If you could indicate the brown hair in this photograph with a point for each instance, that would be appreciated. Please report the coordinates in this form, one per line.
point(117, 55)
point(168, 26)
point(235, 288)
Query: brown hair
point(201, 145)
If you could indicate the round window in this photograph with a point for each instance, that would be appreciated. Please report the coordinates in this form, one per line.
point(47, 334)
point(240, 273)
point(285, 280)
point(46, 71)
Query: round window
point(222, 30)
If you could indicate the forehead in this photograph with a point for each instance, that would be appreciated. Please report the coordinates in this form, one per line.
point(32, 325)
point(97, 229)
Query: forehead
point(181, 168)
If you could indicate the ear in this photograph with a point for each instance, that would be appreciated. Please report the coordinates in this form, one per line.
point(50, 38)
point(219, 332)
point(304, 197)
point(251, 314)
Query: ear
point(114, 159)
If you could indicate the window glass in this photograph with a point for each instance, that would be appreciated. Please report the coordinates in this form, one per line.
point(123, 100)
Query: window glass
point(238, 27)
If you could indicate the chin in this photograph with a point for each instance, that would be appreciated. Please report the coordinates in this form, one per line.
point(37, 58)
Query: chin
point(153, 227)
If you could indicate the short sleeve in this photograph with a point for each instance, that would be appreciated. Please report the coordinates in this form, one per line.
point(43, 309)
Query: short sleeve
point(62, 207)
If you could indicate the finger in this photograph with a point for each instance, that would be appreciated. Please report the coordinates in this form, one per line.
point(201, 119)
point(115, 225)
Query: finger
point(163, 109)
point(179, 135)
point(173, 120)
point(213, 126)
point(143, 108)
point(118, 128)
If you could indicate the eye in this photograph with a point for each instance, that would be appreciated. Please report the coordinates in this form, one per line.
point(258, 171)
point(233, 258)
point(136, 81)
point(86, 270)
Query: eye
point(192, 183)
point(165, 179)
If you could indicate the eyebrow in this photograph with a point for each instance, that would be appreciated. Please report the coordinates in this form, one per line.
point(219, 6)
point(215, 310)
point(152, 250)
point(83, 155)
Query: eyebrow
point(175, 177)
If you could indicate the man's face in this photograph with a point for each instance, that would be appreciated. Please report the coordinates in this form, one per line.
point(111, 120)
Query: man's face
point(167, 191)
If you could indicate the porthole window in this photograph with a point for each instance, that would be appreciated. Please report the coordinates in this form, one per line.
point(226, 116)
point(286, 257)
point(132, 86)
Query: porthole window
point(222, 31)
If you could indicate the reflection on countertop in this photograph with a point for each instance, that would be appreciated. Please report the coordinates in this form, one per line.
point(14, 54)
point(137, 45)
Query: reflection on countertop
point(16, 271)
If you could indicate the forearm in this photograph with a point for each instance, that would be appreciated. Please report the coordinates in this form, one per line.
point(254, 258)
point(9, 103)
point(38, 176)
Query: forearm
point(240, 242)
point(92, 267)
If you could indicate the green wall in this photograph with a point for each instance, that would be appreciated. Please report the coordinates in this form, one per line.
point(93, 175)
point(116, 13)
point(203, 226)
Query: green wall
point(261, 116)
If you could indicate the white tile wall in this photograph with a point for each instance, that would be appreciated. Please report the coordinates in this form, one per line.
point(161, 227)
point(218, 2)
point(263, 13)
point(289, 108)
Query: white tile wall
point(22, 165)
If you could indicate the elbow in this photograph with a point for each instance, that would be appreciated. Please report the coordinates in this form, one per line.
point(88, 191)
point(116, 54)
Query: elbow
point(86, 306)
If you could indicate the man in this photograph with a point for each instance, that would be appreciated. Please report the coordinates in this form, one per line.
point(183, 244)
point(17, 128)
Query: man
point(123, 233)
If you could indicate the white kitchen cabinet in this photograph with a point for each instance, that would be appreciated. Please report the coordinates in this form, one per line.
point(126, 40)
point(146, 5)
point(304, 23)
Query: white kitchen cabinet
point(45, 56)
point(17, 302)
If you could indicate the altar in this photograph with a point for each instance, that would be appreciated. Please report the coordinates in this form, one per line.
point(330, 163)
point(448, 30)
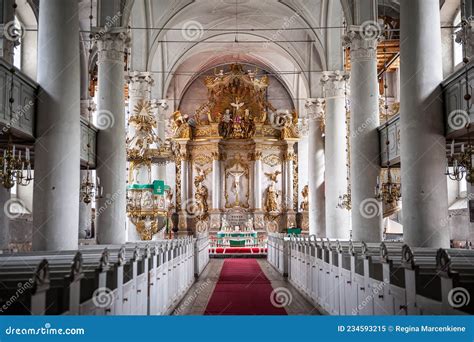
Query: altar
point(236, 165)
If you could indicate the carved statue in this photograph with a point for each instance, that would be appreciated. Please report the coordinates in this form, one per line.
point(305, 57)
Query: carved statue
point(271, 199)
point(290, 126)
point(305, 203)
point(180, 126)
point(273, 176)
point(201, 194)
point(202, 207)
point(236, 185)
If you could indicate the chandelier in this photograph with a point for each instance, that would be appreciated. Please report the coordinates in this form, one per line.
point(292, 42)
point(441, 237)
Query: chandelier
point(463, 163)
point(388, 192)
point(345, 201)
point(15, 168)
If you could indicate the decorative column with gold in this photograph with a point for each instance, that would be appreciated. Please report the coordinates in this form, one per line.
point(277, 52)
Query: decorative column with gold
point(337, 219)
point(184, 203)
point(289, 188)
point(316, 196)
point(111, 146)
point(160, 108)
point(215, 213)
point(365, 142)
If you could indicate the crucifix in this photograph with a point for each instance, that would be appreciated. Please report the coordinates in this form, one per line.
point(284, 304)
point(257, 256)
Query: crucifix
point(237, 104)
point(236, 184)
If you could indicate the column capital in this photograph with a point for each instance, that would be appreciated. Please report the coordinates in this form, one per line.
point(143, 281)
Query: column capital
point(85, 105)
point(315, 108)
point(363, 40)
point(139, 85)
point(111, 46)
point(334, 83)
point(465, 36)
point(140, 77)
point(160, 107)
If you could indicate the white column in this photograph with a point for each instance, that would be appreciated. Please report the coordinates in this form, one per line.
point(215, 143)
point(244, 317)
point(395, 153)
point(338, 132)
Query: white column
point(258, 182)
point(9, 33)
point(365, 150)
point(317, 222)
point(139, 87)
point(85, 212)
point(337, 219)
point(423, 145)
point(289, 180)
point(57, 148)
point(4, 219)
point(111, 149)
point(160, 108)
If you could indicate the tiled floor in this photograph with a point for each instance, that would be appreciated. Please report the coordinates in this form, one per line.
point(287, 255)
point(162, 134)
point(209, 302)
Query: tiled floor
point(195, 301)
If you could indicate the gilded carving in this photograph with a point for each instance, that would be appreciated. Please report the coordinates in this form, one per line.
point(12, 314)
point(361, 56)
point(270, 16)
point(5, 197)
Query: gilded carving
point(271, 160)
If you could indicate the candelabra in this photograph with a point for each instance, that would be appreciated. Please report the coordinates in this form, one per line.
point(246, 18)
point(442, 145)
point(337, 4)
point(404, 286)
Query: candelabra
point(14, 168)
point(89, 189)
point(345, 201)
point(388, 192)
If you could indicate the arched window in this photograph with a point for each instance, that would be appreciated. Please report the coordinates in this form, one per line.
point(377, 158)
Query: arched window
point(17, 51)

==

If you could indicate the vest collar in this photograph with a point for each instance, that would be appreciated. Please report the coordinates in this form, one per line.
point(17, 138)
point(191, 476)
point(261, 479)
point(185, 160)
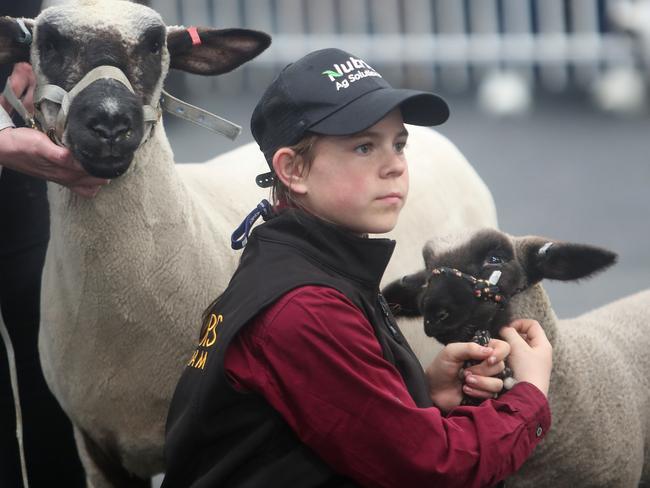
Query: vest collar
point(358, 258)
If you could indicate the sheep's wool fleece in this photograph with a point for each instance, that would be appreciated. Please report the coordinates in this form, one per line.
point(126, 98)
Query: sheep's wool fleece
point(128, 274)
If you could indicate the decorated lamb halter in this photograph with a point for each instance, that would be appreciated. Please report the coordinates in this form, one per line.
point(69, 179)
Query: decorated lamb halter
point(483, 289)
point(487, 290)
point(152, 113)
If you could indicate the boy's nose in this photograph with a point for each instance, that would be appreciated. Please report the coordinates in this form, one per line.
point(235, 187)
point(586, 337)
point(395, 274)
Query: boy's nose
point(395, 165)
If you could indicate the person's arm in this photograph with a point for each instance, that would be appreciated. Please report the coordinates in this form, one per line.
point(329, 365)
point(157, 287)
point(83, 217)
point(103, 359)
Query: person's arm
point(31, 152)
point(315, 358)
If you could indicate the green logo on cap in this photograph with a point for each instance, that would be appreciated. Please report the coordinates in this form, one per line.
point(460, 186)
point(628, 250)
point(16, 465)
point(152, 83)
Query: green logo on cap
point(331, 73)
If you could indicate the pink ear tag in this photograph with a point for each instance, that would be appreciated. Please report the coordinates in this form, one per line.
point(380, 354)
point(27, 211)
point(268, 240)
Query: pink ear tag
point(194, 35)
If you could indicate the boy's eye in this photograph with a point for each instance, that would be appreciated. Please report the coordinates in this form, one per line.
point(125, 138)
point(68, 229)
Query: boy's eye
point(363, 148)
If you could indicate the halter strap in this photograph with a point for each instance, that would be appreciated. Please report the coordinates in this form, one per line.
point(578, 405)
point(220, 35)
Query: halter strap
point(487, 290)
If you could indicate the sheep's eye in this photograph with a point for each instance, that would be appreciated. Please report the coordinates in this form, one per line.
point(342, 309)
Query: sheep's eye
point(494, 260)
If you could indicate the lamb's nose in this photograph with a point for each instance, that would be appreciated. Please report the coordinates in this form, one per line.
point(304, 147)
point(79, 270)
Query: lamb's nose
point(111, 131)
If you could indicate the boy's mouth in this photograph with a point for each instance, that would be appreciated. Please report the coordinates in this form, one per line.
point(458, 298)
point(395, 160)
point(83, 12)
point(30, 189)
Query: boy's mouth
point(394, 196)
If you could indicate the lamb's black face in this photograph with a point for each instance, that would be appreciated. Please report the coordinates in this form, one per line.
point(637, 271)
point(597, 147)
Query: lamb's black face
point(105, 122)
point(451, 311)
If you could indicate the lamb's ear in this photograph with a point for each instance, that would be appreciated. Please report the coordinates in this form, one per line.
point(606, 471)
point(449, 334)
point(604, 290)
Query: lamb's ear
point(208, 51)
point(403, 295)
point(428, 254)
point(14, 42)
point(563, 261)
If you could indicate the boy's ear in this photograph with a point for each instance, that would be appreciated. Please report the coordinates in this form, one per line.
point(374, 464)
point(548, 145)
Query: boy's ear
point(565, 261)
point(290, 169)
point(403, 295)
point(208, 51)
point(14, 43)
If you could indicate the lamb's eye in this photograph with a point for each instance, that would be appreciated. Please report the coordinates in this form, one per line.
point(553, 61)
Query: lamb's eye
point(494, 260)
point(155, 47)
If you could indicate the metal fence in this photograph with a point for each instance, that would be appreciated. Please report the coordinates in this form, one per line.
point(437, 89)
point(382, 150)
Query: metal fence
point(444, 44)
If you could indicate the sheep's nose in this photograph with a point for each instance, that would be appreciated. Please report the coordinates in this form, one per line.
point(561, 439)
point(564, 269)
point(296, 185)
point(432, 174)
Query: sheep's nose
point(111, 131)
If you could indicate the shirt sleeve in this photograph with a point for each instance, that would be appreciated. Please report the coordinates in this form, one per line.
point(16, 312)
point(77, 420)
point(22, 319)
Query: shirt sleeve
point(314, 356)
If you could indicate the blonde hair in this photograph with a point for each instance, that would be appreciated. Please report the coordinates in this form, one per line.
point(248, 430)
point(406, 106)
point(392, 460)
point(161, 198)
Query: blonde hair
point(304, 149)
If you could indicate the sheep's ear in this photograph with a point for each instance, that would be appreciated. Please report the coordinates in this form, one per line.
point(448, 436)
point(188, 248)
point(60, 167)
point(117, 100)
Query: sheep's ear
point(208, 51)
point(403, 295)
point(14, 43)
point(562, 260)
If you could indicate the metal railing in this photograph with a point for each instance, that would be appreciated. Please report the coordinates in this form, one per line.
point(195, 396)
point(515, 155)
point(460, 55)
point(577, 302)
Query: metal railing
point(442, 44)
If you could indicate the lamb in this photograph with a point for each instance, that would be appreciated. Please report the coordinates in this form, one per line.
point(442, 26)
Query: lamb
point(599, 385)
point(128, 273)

§ **Work required**
Retype, in the same exact form, the lines of the material above from the line holding "If you could indicate the sheep's eye" through the line holding "If you could indicate the lamb's nose".

§ **Problem solution**
If you could indicate the sheep's eye in this photograph with a point for each instance, that would be appreciated. Please report the coordinates in this form, one per line.
point(342, 309)
Query: sheep's eye
point(494, 260)
If you could indicate the lamb's nose in this photograph with a point for each instance, that would be appreciated. Please report the coordinates in this form, one per line.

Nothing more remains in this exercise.